Seçilen bölüm
▬▬▬▬▬▬▬▬▬▬

19. Hukuk Dairesi 2017/5433 E. , 2020/781 K.
"İçtihat Metni"MAHKEMESİ : Ankara Bölge Adliye Mahkemesi 21. Hukuk Dairesi
Taraflar arasında görülmekte olan menfi tespit davasının ilk derece mahkemesinde yapılan yargılaması sonunda verilen kararın taraf vekillerince istinaf edilmesi üzerine Ankara BAM 21. Hukuk Dairesi tarafından verilen davacı vekilinin istinaf talebinin esastan reddine davalı vekilinin istinaf başvurusunun kabulüne ve buna göre yeniden hükmün kurulmasına ilişkin hükmün süresi içinde davacı vekillerince temyiz edilmesi üzerine dosya incelendi, gereği görüşülüp düşünüldü.
- KARAR -
Davacı vekili, davacının 2011 yılında dava dışı ... Makine A.Ş"nin % 1,5 hissedarı olduğunu, dava dışı şirketin davalı bankadan kullandığı kredi için davacının kefil olduğunu ve bu kredilerin teminatı olarak 2011 yılında verilen bononun davacı tarafından avalist olarak imzalandığını, davacının dava dışı şirket ortaklığından çıktığını ve davalı bankaya kefillikten istifa ettiğine dair 24.12.2014 tarihli ihtarnameyi gönderdiğini, davacının gönderdiği ihtarname tarihi itibariyle dava dışı şirketin davalı bankadan kullanmış olduğu tüm kredi borçlarının ödenmiş olduğunu, ancak davalı bankanın 2015 yılında dava dışı şirkete yeni krediler kullandırdığını, yeni kullandırılan kredi borcunun ödenmemesi üzerine davalı bankanın 2011 yılında teminat olarak aldığı bonoyu takibe koyduğunu ileri sürerek davacının davalı bankaya borçlu olmadığının tespiti ile % 20 tazminata karar verilmesini talep ve dava etmiştir.
Davalı vekili, dava dışı asıl borçlu ... Makine A.Ş. ile imzalanan genel kredi sözleşmeleri ile kredi kullandırıldığını, kullanılan kredi borcunun ödenmemesi üzerine çekilen ihtarda sonuç alınamadığı için kambiyo takibine geçildiğini, uyuşmazlığın davacının tek taraflı beyanı ile kefillikten dönmesinin mümkün olup olmadığı noktasında toplandığını, davacının şirket ortaklığından ayrıldığını ileri sürerek sorumluluktan kurtulmasının mümkün olmadığını, davacının tek taraflı olarak bildirdiği irade beyanı ile kefaletten istifa etmesinin mümkün olmadığını, kabul anlamına gelmemekle birlikte TBK"nun 599. maddesine göre davacının kefillikten dönse bile davalı bankanın zararını gidermekle yükümlü olduğunu savunarak davanın reddini istemiştir.

▬▬▬▬▬▬▬▬▬▬

Veri kümesi içeriği
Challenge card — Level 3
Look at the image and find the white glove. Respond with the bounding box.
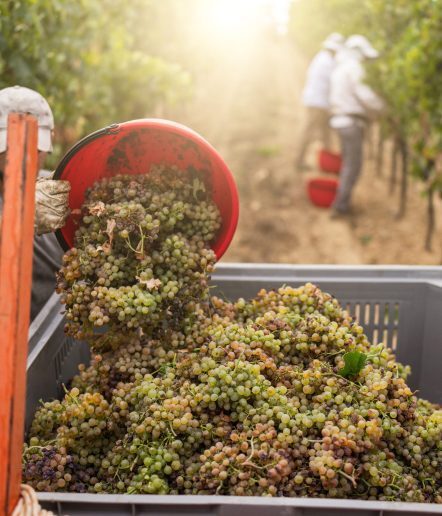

▬▬▬▬▬▬▬▬▬▬

Yapılacak iş
Kefaletten dönme üzerine açılan menfi tespit davasına ilişkin yargı kararını, son cümlesinin sonrasını yazarak sürdürün.

Çıktı
İlk derece mahkemesince, yapılan yargılama, toplanan deliller ve benimsenen bilirkişi raporuna göre, davalı banka ile dava dışı ... Makine A.Ş. arasında imzalanan 01.11.2011 tarihli 5.000.000,00 TL limitli kredi sözleşmesinin davacı tarafından müşterek borçlu ve müteselsil kefil sıfatı ile imzalandığı, davacının 24.12.2014 tarihli ihtarname ile kefillikten istifa ettiğini davalı bankaya bildirdiği, bu bildirimin davalı bankaya 25.12.2014 tarihinde tebliğ edildiği, davalı banka tarafından kat edilerek icra takibine konu edilen kredi borçlarının tamamının davacı tarafından kefillikten istifa etttiğine dair ihtarnamenin davalı bankaya tebliğinden sonra 2015 yılında kullandırılığının tespit edildiği, davacının kefillikten istifasından önce kullandırılan kredilere ilişkin borç bulunmadığının davacının kefillikten istifasından sonra kullandırılan kredi borçları nedeniyle bir sorumluluğunun bulunmadığı gerekçesiyle davanın kabulüne, davalı bankanın kötüniyetli olmadığı gerekçesiyle tazminat talebinin reddine karar verilmiş, hükme karşı taraf vekilleri istinafa başvurmuştur.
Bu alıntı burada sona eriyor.